Do this = Quote all of the entries word for word.

Pointing dataset excerpts
---*---

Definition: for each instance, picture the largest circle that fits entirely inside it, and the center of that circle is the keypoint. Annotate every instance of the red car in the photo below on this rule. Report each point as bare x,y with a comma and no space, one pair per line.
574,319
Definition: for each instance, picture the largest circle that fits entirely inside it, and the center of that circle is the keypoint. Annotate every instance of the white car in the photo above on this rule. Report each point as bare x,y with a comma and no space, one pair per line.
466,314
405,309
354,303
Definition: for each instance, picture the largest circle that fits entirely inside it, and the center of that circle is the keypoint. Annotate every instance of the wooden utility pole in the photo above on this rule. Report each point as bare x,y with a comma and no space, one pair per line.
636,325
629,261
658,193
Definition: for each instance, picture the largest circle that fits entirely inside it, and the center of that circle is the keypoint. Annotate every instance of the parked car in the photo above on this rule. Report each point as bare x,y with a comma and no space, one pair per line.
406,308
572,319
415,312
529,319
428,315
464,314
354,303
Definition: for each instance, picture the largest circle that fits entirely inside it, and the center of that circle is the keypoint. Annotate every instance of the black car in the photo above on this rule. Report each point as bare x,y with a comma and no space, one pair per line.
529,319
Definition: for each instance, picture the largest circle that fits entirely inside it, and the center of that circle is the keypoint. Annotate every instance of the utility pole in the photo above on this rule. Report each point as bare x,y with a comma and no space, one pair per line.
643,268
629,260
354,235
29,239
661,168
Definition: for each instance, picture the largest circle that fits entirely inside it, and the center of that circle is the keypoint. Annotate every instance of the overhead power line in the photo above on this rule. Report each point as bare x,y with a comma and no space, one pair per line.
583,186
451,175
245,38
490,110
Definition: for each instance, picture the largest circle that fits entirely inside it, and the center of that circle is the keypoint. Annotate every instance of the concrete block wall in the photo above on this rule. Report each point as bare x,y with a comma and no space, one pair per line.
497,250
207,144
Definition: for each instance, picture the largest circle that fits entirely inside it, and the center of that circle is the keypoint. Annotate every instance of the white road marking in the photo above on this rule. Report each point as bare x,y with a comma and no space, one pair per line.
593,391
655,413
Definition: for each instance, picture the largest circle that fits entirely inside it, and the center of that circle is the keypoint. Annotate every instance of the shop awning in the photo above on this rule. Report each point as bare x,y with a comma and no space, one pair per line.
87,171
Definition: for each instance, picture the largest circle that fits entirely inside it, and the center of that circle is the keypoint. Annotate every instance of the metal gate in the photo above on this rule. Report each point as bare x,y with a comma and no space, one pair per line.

---*---

Correct response =
Definition: for each instance, picture the largest circle that fits entirely inside it, and the center of that circle is the keypoint. Annotate every instance of the red car in the photo below on this rule. Report each point as bare x,y with a comma and no space, one pair per line.
574,319
Definition: for each instance, picture the largest circle that fits entirely inside it, and the center of that circle is the keypoint. Annotate every instance of the white car in the photo above on this rule. Report each point as bare x,y with a comma and no space, one pair per line.
466,314
405,309
354,303
Definition: for each instance, picture the largest circle that fits entirely inside it, and the center of that circle is the keypoint. Annotate every instance of the wooden utility pole in the photo above on this rule. Report each point as bare x,y with a comma and no space, one pair per line.
636,325
629,261
658,193
Definition: for each instance, picture the largest circle that fits entirely inside it, and the center of that circle is the keypoint. Annotate every instance of the parked car in the photo above on this rule. Report each point as bare x,y with a comma and no space, one pair per line.
406,308
572,319
415,312
529,319
428,315
464,314
354,303
Definition: for each instance, picture the largest circle that fits entirely inside it, and the center of that circle is the keypoint. Annotate every instance of the black car in the photo above on this rule. Report each point as bare x,y with a comma and no space, one pair per line.
529,319
Definition: for each instance, picture the largest circle that fits entirely inside it, and the center of that circle is the keypoint. Annotate every instance of the utility pole in the photo above on this rule. Report each point as bare x,y with a comma and no space, one pair per line.
643,268
629,260
354,235
29,239
661,168
Definition: for each instance, picture the largest circle that fits entirely inside it, and the center of that circle is the keypoint. Annotate every instance of the overhead power line in the photo above on this rule. Report each point as bare x,y with a comma and no space, one pair per line.
583,186
451,175
245,38
490,110
Definition: for each instance, picture the largest circle that fits entirely inside it, and the center of that circle is the keypoint. Annotate every instance of the concrete block wall in the photo above on this rule. Report each point as bare x,y with a comma and no space, one pair per line.
497,250
207,144
Definition: for each instance, picture the largest circle that fits entirely inside it, and the center of that circle is the keypoint. Annotate every instance of the white road marking in the photo above on this rule. Report each point as bare x,y with a comma and no space, one pair per line.
593,391
655,413
Definition: for each instance, picture the largest circle that fits entirely inside it, and the center of that circle is the keypoint. Annotate every instance of the shop awning in the photo above on this rule. Report each point as bare x,y with a comma and no space, one pair per line.
87,171
Definition: for each instance, picture the largest circle that fits entirely inside it, and the center of that circle is the keypoint. Annotate every instance of the metal gate in the photo above on this rule. Report each point as bare x,y with a comma and no space, one pair per line.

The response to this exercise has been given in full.